# START OF Page extract

Sunday, June 15, 2008

The Song of Simeon

I'm almost done with the Nunc Dimittis, at least in terms of sketching out the music. But I promised I would write a blurb on Simeon, the old man who approaches Jesus when he's a few days (weeks?) old and praises this occurrence... mostly so he can die in peace. Boy, I tell ya, that baby musta been something. ...kidding, really. In all seriousness, though, the complete faith that he had demonstrates a true rarity. I mean, he'd waited his whole life for the so-called "salvation child" to arrive... except to Simeon it wasn't "so-called"; it was the real thing.

It's kind of funny, like Simeon I sometimes do feel old. Maybe not like pre-baby-boomers generation old, but I've seen enough in my life that I have that sense of what "the good old days" (for my generation, anyway) were like, as well as a slight feeling of yearning for them. I'm not going to lie; there are a few things (OK, maybe a lot of things) that I would like to do over again. Much of it had to do with the whole inner growth (which I'm still developing), and how this process stacks up against times when I wish I could have taken opportunities, etc. There's that "when we were" tingling in my head sometimes, and there are times when I wish I could go back and either change them or enjoy them. I don't run and skip steps while going downstairs like I used to all the time during middle and high school. My body still feels young, which is a good thing, but my brain feels older, in some spots anyway.


I do wonder why Mary's song lasts nine verses while Simeon's lasts only three. They're both pretty important sets of texts, but it poses an interesting challenge to create two pieces of different lengths (or distribution of texts) while creating a similar overarching affect throughout the whole cycle. At least with sacred verses I don't have to work so hard to please the audience like I do with just about everything else.

Sunday, June 8, 2008

The Song of Mary

Now this is what being filled with the Spirit is all about. I mean, why else would a pregnant woman explain her utter excitement (which has to be there first) about said pregnancy in such a poetic language? Then again, it isn't every day a complete virgin randomly (or not-so-randomly) conceives a baby.

I'm finally writing a Magnificat (the Nunc Dimittis will follow once I have finished the first) for the first time in about five years. Over the previous years I probably wrote about ten of these sacred song pairs, but for some reason I completely stopped. But now I'm back, and it's kind of amazing to try and get a new angle on the words to express them as it seems fit.

# END OF Page extract
# START OF Record excerpts

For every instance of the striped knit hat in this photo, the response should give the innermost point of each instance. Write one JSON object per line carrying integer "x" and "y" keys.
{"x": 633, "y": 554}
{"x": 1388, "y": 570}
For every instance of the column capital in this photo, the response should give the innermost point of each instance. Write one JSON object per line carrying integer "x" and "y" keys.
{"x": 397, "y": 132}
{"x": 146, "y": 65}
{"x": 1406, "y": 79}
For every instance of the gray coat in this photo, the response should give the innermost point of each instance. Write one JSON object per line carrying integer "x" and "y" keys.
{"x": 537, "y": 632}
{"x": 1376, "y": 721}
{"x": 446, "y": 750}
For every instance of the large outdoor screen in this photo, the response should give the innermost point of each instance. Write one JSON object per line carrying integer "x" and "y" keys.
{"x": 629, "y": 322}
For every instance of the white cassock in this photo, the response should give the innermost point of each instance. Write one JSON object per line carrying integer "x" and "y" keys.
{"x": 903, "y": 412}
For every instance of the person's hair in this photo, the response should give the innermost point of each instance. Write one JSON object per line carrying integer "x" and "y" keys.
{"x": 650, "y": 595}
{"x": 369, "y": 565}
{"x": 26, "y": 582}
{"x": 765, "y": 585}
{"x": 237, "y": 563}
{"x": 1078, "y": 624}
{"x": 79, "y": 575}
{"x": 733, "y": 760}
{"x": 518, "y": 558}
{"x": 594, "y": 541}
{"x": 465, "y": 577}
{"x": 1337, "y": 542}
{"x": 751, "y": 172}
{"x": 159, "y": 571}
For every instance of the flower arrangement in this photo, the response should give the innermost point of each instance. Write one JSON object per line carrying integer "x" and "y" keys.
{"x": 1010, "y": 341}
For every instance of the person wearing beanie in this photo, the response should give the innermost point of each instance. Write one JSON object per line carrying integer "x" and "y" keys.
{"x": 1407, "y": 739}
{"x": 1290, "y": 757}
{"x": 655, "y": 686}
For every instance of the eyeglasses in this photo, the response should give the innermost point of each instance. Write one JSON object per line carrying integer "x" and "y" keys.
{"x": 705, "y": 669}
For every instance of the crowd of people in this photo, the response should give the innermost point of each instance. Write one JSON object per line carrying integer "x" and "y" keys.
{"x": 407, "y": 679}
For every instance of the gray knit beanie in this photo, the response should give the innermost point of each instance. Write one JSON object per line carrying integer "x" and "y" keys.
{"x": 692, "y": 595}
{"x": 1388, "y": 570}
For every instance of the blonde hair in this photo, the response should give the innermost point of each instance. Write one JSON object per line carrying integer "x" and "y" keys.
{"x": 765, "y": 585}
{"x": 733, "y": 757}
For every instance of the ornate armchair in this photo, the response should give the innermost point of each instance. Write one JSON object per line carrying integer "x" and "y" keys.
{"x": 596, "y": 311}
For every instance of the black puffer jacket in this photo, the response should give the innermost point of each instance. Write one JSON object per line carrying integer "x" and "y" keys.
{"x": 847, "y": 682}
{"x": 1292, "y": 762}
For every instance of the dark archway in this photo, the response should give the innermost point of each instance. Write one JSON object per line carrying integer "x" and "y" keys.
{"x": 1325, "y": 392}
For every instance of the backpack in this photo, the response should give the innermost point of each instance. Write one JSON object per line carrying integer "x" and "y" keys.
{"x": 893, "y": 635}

# END OF Record excerpts

* Task list *
1 > Name every person the blog entries on the songs of Mary and Simeon mention by personal name.
2 > In the blog entries on the songs of Mary and Simeon, about how long had it been since the writer last wrote a Magnificat?
3 > Please carry on the blog entries on the songs of Mary and Simeon from the point where they stop.
The material comes from a different source than the blog entries on the songs of Mary and Simeon.

* Response list *
1 > Simeon, Jesus, Mary

2 > About five years.

3 >
Growing up Episcopalian (and currently "still" wandering somewhere liturgically left of it) I only barely got a sniff of the significance of singing these evening services. After all, it's just a young woman and an old guy speaking some words that somehow gets set to music. But it's clearly more than that. The Roman Catholic Church does revere many of the human figures involved in pioneering and revolutionizing Christendom in its early days after Christ's time on earth was done. I mean, you've got the apostles and all sorts of saints, but Mary ends up being such an influential figure largely because she was called to be Jesus' mother. I don't want to say anything rash, because clearly my church experiences didn't stress her as such a figure as other places might, but I do wonder how such a big deal can be made over everything she does.

I am curious as to how and why the words of her excitement (from Luke 1:46-55) are repeated for every evening prayer. I understand the significance (she's spreading the news that she is pregnant with Jesus), but how does it stack against, say, the actual birth, Jesus' teachings, and other such acts during his time and all time. I mean, there's a reason other choral composers (esp. in the Anglican church) take this text and set it to music, because that's what I'm doing right now, and I'd like to understand even more why I am doing the same as these other guys who've put their names into the history books for the very same reasons.


I guess I'll muse (vent? ponder?) about the old guy (Simeon) some other time. ;-)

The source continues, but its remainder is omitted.